→ **Records to use**
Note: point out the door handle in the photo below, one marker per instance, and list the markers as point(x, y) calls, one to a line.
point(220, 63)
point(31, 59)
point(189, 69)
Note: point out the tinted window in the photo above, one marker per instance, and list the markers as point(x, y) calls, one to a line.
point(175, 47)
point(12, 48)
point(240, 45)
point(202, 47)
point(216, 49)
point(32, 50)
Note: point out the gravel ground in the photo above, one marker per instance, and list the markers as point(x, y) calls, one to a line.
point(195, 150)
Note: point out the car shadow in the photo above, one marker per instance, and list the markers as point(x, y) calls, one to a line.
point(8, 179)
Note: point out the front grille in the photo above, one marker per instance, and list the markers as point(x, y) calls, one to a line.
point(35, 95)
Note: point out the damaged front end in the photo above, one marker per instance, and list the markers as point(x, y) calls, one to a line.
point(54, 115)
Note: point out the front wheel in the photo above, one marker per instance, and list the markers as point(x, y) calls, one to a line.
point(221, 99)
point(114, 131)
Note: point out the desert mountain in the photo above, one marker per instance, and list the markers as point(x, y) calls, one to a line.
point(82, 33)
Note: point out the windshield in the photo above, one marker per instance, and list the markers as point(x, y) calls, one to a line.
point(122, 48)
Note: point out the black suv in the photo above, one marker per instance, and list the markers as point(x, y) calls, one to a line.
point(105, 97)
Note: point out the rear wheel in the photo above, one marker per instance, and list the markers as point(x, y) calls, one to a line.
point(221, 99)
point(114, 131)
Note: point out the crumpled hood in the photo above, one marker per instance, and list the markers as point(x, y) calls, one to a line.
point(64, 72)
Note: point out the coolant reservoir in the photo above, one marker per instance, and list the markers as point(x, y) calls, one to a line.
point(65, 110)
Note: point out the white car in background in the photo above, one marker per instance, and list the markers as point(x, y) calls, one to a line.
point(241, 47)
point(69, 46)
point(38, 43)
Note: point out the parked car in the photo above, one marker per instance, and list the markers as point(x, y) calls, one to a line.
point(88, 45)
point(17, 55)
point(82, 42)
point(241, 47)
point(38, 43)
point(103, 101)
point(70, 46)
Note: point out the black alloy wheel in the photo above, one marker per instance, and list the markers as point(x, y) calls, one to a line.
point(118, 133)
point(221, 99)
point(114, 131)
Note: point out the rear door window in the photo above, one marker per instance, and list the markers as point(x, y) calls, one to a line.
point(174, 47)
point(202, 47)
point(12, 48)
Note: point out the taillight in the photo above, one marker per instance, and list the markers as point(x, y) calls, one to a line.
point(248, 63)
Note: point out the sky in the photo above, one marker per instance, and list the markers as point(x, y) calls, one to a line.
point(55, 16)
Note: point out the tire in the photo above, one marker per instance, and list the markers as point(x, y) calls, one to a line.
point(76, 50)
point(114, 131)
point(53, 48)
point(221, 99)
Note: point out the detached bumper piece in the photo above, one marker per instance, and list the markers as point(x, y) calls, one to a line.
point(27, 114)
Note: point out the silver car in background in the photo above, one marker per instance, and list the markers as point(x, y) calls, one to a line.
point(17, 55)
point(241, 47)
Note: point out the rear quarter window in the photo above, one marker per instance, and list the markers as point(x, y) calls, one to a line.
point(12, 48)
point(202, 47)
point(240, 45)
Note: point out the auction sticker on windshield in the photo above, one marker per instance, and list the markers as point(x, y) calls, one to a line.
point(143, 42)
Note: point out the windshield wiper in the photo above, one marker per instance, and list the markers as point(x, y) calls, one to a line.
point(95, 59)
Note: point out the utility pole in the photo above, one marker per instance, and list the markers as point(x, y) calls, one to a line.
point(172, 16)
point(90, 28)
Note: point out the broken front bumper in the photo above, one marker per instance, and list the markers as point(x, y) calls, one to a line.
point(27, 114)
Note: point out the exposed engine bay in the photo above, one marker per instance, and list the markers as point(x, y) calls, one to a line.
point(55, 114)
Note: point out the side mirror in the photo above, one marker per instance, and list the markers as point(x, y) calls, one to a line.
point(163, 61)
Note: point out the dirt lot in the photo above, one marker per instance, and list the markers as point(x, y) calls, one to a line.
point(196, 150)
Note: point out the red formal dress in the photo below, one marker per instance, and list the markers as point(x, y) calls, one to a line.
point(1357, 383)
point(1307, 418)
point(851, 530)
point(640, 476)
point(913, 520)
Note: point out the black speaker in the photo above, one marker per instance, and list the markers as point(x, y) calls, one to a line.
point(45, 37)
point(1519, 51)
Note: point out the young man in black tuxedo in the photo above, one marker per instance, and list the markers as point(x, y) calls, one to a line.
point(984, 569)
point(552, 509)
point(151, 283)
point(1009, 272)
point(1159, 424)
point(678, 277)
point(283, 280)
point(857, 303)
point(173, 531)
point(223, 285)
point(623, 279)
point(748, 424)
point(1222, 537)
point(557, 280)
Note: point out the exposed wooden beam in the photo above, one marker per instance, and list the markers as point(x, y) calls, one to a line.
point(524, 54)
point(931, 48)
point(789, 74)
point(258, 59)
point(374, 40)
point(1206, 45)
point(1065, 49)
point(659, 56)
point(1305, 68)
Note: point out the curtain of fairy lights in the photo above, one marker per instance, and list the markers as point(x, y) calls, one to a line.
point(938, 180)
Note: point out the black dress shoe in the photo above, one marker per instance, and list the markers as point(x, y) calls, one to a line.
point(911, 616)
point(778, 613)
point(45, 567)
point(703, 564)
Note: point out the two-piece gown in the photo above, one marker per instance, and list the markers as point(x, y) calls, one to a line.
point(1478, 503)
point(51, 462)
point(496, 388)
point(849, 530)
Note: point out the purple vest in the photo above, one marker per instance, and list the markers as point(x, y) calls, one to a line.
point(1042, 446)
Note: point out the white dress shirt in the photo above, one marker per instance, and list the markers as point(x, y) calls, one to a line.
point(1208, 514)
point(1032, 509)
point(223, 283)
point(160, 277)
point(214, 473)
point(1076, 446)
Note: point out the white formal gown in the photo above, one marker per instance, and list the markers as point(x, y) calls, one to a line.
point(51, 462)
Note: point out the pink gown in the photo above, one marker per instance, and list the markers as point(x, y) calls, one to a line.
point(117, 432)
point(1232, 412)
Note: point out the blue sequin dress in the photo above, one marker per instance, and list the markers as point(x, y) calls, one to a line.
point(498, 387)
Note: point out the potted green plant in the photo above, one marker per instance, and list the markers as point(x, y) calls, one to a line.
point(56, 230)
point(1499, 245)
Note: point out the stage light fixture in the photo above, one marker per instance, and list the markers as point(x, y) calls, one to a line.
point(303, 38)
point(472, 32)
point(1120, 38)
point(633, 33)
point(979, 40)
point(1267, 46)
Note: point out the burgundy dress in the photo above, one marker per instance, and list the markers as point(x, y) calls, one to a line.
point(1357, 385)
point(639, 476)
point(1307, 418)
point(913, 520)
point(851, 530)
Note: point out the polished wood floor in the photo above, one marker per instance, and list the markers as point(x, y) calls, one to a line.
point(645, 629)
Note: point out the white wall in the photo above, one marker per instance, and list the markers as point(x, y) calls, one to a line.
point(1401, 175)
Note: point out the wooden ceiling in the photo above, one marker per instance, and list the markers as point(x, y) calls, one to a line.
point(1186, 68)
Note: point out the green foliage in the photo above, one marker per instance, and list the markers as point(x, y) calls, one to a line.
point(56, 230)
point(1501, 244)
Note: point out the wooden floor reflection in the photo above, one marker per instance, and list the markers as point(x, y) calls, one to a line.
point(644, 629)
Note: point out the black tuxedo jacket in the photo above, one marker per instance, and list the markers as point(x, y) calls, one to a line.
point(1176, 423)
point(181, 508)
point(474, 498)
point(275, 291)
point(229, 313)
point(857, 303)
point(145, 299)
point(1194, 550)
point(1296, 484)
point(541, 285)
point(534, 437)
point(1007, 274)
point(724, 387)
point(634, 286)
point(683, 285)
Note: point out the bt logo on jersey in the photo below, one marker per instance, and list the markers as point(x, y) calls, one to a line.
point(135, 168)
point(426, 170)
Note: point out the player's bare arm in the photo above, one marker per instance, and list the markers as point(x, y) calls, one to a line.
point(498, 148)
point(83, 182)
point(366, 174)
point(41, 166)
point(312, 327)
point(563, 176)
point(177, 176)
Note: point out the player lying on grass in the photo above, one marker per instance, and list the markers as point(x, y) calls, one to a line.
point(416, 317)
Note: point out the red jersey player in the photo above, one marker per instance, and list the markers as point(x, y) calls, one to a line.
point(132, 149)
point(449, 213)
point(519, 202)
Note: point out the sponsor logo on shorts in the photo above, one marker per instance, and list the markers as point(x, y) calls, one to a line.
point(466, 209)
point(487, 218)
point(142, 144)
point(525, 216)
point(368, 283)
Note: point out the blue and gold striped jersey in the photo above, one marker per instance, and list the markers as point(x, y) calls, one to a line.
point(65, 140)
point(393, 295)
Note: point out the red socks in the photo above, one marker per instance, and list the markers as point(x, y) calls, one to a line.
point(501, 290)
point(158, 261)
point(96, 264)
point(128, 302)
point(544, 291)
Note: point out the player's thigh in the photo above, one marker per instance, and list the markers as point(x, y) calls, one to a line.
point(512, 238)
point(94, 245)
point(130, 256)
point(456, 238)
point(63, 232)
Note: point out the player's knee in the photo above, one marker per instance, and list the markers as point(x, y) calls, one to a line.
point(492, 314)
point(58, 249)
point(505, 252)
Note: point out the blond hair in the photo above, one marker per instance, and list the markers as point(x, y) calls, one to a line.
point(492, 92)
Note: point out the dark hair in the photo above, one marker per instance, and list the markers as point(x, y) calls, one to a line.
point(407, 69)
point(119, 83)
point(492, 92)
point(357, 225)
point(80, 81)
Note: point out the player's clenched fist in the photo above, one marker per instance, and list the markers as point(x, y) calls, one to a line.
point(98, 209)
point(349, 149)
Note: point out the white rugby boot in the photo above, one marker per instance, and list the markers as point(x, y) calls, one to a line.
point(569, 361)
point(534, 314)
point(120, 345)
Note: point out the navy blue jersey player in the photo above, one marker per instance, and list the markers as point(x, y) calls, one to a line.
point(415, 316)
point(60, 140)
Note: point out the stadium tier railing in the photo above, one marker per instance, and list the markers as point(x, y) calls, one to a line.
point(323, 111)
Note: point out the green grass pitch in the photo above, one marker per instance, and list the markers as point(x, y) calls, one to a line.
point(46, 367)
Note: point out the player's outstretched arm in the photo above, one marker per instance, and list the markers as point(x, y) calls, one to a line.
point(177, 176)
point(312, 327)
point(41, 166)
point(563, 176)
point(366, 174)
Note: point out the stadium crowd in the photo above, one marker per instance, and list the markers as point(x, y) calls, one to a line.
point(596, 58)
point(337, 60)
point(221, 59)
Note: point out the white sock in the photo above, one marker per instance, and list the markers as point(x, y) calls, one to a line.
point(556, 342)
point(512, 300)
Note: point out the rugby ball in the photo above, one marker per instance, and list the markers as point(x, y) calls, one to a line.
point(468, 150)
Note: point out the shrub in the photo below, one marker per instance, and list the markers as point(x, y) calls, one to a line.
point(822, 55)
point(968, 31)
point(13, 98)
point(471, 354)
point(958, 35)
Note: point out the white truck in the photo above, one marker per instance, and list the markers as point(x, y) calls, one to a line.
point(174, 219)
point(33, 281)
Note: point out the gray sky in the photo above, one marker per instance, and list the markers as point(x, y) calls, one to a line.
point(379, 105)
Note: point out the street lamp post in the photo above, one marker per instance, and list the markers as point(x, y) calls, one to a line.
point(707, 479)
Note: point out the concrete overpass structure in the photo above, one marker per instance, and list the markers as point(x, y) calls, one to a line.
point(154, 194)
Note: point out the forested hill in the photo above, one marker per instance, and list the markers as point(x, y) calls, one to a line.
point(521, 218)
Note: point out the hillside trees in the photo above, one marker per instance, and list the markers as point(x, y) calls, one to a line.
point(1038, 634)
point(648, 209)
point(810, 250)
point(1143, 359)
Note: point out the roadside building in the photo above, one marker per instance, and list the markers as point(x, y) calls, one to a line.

→ **Objective**
Duplicate the lines above, beginning with the line containing "Note: point out the burgundy" and continuing through the line containing "point(644, 629)".

→ **Task response**
Note: point out the burgundy dress in the photo above, one marker per instance, and list the markers as point(x, y) calls, one to a line.
point(1357, 385)
point(639, 476)
point(1307, 418)
point(913, 520)
point(851, 530)
Note: point out the polished wood floor in the photo above, one marker per instance, and list the markers as point(x, y) calls, one to a line.
point(645, 629)
Note: point out the white wall in the photo above, one marker per instance, and list the markers as point(x, y) calls, one to a line.
point(1401, 175)
Note: point out the wooden ceiling in the photo above, one marker per instance, and list the markers as point(x, y) calls, one to a line.
point(1186, 68)
Note: point out the green foliage in the photo above, one marker per instance, and list the markers as point(x, y) calls, one to a line.
point(56, 230)
point(1501, 244)
Note: point out the wooden floor reflection in the photo above, one marker per instance, and list the markers as point(x, y) calls, one to a line.
point(644, 629)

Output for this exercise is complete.